> [Page text]
MaxObjectiveEvaluations of 30 reached.
Total function evaluations: 30
Total elapsed time: 167.792 seconds.
Total objective function evaluation time: 62.3667

Best observed feasible point:
     sigma      box  
    _______    ______

    0.30554    8.9017

Observed objective function value = 0.075
Estimated objective function value = 0.075
Function evaluation time = 0.47737

Best estimated feasible point (according to models):
     sigma      box  
    _______    ______

    0.32869    18.076

Estimated objective function value = 0.075
Estimated function evaluation time = 0.35298


results = 

  BayesianOptimization with properties:

                      ObjectiveFcn: [function_handle]
              VariableDescriptions: [1x2 optimizableVariable]
                           Options: [1x1 struct]
                      MinObjective: 0.0750
                   XAtMinObjective: [1x2 table]
             MinEstimatedObjective: 0.0750
          XAtMinEstimatedObjective: [1x2 table]
           NumObjectiveEvaluations: 30
                  TotalElapsedTime: 167.7920
                         NextPoint: [1x2 table]
                            XTrace: [30x2 table]
                    ObjectiveTrace: [30x1 double]
                  ConstraintsTrace: []
                     UserDataTrace: {30x1 cell}
      ObjectiveEvaluationTimeTrace: [30x1 double]
                IterationTimeTrace: [30x1 double]
                        ErrorTrace: [30x1 double]
                  FeasibilityTrace: [30x1 logical]
       FeasibilityProbabilityTrace: [30x1 double]
               IndexOfMinimumTrace: [30x1 double]
             ObjectiveMinimumTrace: [30x1 double]
    EstimatedObjectiveMinimumTrace: [30x1 double]

Use the results to train a new, optimized SVM classifier.

z(1) = results.XAtMinObjective.sigma;
z(2) = results.XAtMinObjective.box;
SVMModel = fitcsvm(cdata,grp,'KernelFunction','rbf',...
    'KernelScale',z(1),'BoxConstraint',z(2));

Plot the classification boundaries. To visualize the support vector classifier, predict scores over a grid.

d = 0.02;
[x1Grid,x2Grid] = meshgrid(min(cdata(:,1)):d:max(cdata(:,1)),...
    min(cdata(:,2)):d:max(cdata(:,2)));
xGrid = [x1Grid(:),x2Grid(:)];
[~,scores] = predict(SVMModel,xGrid);

h = nan(3,1); % Preallocation
figure;
h(1:2) = gscatter(cdata(:,1),cdata(:,2),grp,'rg','+*');
hold on
h(3) = plot(cdata(SVMModel.IsSupportVector,1),...
    cdata(SVMModel.IsSupportVector,2),'ko');
contour(x1Grid,x2Grid,reshape(scores(:,2),size(x1Grid)),[0 0],'k');
legend(h,{'-1','+1','Support Vectors'},'Location','Southeast');
axis equal
hold off

Evaluate Accuracy on New Data

Generate and classify some new data points.

> [Data supplied]
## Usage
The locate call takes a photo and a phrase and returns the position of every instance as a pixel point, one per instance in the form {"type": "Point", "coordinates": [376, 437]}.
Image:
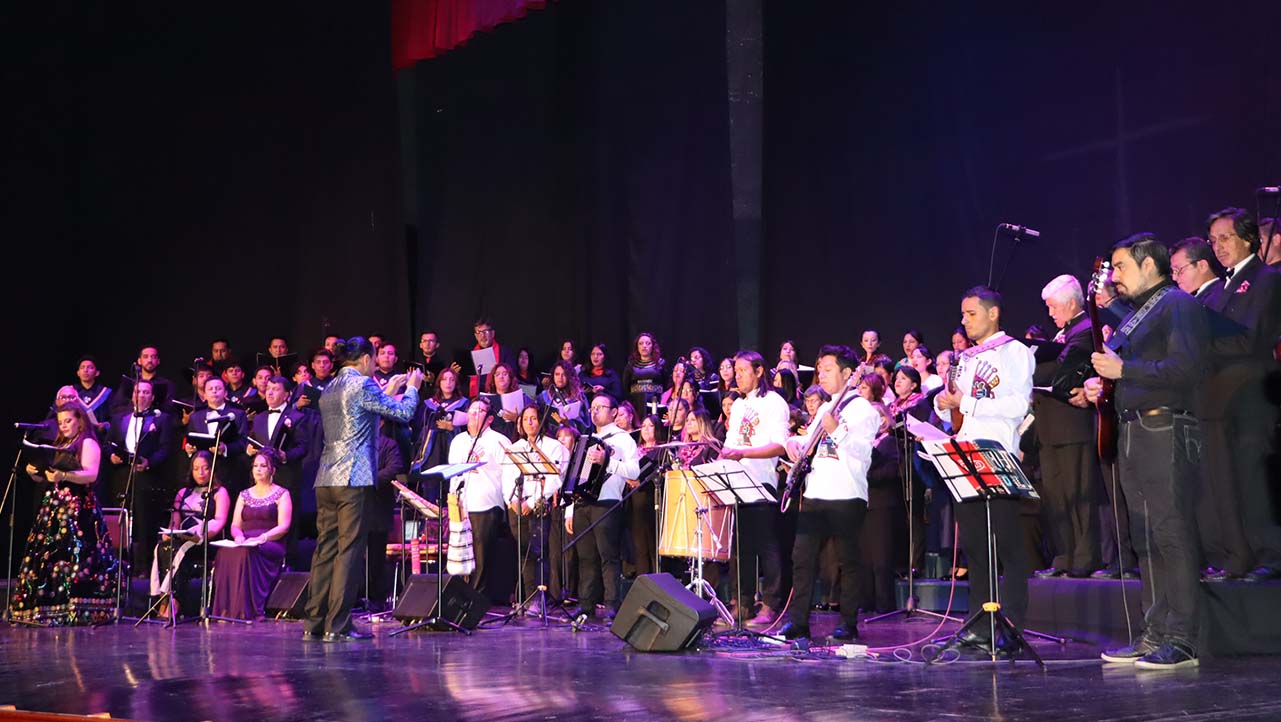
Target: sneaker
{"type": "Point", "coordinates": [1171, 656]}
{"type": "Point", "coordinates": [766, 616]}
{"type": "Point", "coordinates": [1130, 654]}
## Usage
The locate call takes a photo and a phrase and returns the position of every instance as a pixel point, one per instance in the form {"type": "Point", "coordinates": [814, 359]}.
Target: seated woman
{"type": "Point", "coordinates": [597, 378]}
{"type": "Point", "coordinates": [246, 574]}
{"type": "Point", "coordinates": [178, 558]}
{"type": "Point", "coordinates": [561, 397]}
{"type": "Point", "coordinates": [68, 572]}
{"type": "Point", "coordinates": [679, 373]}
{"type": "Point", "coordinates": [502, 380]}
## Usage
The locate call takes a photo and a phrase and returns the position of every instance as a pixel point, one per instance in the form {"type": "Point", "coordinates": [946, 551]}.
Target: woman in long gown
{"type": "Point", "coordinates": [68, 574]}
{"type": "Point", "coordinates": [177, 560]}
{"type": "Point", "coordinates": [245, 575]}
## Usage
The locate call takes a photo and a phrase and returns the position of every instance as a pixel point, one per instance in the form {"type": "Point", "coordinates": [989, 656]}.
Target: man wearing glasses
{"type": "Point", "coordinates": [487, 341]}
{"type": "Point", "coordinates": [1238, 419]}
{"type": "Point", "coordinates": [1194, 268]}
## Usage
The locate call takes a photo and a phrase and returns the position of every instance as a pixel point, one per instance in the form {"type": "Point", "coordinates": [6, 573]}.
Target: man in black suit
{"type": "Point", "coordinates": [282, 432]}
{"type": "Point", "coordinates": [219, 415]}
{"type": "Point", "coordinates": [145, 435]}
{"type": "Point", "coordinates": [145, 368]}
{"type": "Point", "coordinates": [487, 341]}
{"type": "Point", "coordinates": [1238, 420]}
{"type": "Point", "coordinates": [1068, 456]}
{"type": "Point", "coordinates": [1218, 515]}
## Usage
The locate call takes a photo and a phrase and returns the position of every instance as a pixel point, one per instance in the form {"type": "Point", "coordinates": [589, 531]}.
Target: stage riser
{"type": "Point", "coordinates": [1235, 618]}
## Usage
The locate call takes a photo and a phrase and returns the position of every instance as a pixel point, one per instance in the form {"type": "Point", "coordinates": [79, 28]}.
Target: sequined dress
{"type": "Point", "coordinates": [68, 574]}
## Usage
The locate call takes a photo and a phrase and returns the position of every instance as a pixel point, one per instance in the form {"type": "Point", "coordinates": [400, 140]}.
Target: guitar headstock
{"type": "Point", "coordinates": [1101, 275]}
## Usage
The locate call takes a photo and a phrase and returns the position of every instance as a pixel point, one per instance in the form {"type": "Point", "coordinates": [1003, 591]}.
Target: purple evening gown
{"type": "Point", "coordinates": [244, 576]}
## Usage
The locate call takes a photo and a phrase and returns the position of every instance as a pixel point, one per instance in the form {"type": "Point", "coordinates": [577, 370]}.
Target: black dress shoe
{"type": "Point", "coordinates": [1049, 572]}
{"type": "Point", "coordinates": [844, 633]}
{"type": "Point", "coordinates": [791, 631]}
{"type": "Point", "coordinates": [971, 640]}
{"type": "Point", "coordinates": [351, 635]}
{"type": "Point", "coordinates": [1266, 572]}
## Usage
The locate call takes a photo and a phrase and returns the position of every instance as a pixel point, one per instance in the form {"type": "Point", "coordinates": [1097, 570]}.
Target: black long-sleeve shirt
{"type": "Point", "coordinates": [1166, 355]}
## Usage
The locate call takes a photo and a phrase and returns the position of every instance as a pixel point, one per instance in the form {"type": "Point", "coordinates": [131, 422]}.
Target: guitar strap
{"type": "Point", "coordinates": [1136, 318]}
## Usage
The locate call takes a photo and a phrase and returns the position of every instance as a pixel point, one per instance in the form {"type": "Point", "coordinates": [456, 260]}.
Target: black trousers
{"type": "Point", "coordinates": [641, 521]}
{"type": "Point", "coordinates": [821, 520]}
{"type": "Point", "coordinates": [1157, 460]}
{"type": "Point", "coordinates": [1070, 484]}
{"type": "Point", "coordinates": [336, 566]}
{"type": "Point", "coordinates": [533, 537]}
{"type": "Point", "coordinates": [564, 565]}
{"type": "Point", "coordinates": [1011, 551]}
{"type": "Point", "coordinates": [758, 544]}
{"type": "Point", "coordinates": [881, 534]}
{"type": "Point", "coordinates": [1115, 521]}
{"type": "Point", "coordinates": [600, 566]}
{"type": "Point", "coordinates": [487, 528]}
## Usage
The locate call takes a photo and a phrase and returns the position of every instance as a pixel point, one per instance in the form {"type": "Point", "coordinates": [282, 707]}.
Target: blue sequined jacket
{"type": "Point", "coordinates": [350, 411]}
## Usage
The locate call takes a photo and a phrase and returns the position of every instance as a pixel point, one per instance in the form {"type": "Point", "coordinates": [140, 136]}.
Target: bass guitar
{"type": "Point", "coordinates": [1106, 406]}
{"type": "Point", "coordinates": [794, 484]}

--

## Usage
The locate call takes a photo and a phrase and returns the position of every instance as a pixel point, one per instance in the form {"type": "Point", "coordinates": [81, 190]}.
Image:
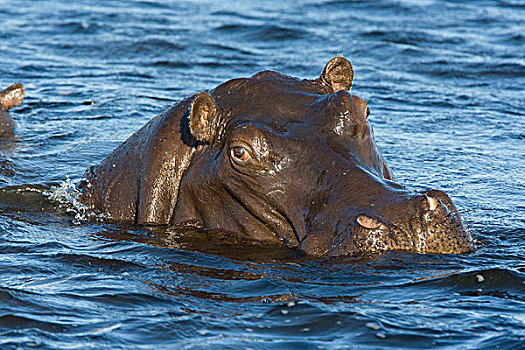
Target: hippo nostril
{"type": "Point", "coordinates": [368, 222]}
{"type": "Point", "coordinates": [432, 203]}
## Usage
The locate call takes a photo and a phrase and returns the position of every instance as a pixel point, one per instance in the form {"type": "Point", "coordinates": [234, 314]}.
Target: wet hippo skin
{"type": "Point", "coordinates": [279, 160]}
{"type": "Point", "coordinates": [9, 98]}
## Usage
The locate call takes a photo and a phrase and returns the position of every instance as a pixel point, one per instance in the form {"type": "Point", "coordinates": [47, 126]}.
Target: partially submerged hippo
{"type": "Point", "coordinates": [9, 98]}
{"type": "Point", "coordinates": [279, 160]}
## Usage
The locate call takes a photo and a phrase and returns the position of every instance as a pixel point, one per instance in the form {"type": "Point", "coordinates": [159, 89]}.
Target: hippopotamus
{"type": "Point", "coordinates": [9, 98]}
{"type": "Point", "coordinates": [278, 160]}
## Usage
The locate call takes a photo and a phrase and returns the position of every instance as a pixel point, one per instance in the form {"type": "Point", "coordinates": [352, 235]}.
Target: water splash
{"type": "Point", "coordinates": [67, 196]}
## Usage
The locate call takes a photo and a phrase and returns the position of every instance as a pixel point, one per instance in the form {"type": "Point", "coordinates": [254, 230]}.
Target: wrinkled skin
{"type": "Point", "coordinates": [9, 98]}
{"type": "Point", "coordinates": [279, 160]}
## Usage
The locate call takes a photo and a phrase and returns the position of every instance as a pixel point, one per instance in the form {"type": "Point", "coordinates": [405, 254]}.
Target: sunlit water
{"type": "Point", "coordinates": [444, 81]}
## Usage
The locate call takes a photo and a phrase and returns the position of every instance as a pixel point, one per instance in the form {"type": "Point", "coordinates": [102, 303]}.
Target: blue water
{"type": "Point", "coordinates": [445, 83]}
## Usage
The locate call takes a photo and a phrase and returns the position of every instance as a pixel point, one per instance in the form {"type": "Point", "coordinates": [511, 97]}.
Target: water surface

---

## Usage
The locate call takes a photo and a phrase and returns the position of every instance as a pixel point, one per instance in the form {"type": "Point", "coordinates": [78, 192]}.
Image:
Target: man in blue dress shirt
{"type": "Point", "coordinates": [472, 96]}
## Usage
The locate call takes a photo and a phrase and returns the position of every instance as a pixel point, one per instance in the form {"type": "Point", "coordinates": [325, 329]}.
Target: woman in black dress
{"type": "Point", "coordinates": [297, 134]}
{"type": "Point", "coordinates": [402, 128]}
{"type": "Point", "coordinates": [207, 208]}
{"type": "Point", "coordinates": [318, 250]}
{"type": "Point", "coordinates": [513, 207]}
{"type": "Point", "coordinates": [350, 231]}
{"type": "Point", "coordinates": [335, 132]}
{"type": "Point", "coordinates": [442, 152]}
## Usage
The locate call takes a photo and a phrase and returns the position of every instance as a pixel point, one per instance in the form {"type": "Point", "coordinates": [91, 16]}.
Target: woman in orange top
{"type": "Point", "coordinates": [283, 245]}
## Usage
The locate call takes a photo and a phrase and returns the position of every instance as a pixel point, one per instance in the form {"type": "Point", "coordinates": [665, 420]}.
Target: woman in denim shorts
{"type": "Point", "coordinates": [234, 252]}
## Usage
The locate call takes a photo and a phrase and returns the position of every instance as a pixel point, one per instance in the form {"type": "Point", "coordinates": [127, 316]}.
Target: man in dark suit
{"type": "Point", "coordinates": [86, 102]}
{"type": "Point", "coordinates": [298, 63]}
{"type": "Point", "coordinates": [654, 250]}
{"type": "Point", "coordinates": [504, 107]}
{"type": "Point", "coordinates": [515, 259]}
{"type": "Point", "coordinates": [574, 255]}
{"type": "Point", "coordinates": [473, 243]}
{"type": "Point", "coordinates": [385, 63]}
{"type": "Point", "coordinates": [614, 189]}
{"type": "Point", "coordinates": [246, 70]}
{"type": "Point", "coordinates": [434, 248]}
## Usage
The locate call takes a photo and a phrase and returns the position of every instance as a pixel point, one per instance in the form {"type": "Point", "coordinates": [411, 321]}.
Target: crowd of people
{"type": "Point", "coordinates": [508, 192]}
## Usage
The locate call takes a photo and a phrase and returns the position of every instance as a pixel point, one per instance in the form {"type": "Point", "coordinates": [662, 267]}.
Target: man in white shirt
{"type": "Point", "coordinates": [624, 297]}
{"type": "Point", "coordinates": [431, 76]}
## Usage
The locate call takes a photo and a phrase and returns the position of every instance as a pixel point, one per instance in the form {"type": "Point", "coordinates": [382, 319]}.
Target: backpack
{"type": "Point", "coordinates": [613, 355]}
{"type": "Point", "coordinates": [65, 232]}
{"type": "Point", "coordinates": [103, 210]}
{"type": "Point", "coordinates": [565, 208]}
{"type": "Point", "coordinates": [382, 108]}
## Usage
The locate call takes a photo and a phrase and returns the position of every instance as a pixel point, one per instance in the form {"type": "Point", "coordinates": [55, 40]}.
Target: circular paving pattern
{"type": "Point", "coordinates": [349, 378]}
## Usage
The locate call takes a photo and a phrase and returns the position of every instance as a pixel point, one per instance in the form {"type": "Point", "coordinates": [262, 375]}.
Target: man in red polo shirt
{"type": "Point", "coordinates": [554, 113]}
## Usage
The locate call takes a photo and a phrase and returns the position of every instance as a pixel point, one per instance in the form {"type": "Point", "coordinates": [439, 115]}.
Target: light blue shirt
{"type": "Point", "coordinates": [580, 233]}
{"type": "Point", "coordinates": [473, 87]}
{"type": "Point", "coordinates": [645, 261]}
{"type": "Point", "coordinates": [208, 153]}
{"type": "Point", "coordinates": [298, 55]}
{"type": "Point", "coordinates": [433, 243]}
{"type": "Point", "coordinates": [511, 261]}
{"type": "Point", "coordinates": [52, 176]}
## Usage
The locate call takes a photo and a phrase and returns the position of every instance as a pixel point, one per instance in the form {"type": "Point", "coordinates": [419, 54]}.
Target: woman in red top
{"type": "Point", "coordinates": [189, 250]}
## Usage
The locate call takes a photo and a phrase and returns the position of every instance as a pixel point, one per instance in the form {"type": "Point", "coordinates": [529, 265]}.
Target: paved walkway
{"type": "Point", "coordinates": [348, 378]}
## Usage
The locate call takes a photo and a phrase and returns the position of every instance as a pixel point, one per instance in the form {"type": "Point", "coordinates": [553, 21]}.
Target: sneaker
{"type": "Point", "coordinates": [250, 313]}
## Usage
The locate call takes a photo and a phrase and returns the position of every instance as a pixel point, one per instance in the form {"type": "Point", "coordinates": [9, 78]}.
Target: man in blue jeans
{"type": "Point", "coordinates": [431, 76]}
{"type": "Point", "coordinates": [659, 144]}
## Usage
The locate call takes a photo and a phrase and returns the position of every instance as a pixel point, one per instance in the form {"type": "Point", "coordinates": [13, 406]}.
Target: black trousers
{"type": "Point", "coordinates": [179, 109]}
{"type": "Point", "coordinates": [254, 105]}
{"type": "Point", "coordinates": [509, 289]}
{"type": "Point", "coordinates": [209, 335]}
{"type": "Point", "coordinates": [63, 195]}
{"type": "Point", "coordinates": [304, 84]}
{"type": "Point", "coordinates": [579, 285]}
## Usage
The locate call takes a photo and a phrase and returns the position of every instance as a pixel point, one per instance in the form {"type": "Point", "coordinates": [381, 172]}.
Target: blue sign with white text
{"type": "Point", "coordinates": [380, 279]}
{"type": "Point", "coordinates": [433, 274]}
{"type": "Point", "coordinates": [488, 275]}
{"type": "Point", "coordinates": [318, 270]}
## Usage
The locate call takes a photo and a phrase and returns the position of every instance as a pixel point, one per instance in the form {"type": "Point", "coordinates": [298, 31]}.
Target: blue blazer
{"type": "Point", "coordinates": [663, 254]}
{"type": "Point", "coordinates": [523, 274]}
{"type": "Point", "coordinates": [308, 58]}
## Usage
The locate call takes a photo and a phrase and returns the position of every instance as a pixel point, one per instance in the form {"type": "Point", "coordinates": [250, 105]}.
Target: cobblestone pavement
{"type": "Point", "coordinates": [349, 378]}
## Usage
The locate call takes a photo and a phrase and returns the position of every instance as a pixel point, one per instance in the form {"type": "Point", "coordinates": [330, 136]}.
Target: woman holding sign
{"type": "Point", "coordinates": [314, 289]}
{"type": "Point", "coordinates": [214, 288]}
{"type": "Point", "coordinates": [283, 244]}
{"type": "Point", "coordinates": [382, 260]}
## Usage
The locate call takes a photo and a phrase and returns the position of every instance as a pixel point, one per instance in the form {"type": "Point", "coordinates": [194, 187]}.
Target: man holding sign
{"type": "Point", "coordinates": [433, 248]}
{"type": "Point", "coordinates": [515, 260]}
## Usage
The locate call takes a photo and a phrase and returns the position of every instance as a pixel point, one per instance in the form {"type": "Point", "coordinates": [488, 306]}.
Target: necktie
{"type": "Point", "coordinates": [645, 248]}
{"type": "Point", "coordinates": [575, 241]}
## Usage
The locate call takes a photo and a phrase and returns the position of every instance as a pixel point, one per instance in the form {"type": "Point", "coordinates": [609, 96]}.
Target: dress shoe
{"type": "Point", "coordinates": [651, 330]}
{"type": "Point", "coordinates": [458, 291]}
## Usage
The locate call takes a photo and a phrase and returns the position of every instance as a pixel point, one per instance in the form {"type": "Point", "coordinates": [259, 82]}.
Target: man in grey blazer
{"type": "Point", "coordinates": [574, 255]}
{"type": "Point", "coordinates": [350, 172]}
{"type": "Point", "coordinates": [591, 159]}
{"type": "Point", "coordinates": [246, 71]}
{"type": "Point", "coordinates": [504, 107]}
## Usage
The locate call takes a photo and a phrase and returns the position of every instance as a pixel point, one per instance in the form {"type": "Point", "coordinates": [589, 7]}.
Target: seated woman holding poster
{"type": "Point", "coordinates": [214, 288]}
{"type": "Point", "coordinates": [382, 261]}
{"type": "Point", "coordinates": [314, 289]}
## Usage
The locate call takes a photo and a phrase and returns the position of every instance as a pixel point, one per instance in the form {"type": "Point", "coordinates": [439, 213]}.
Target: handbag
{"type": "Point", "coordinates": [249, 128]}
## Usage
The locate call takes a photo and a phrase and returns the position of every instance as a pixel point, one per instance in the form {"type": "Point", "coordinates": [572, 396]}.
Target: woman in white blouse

> [What the task asks]
Using the SVM optimization text, answer these:
1. What total elapsed time does the output report?
2. What box value is listed for the best observed feasible point?
3. What value is assigned to d for the prediction grid?

> [Problem solution]
1. 167.792 seconds
2. 8.9017
3. 0.02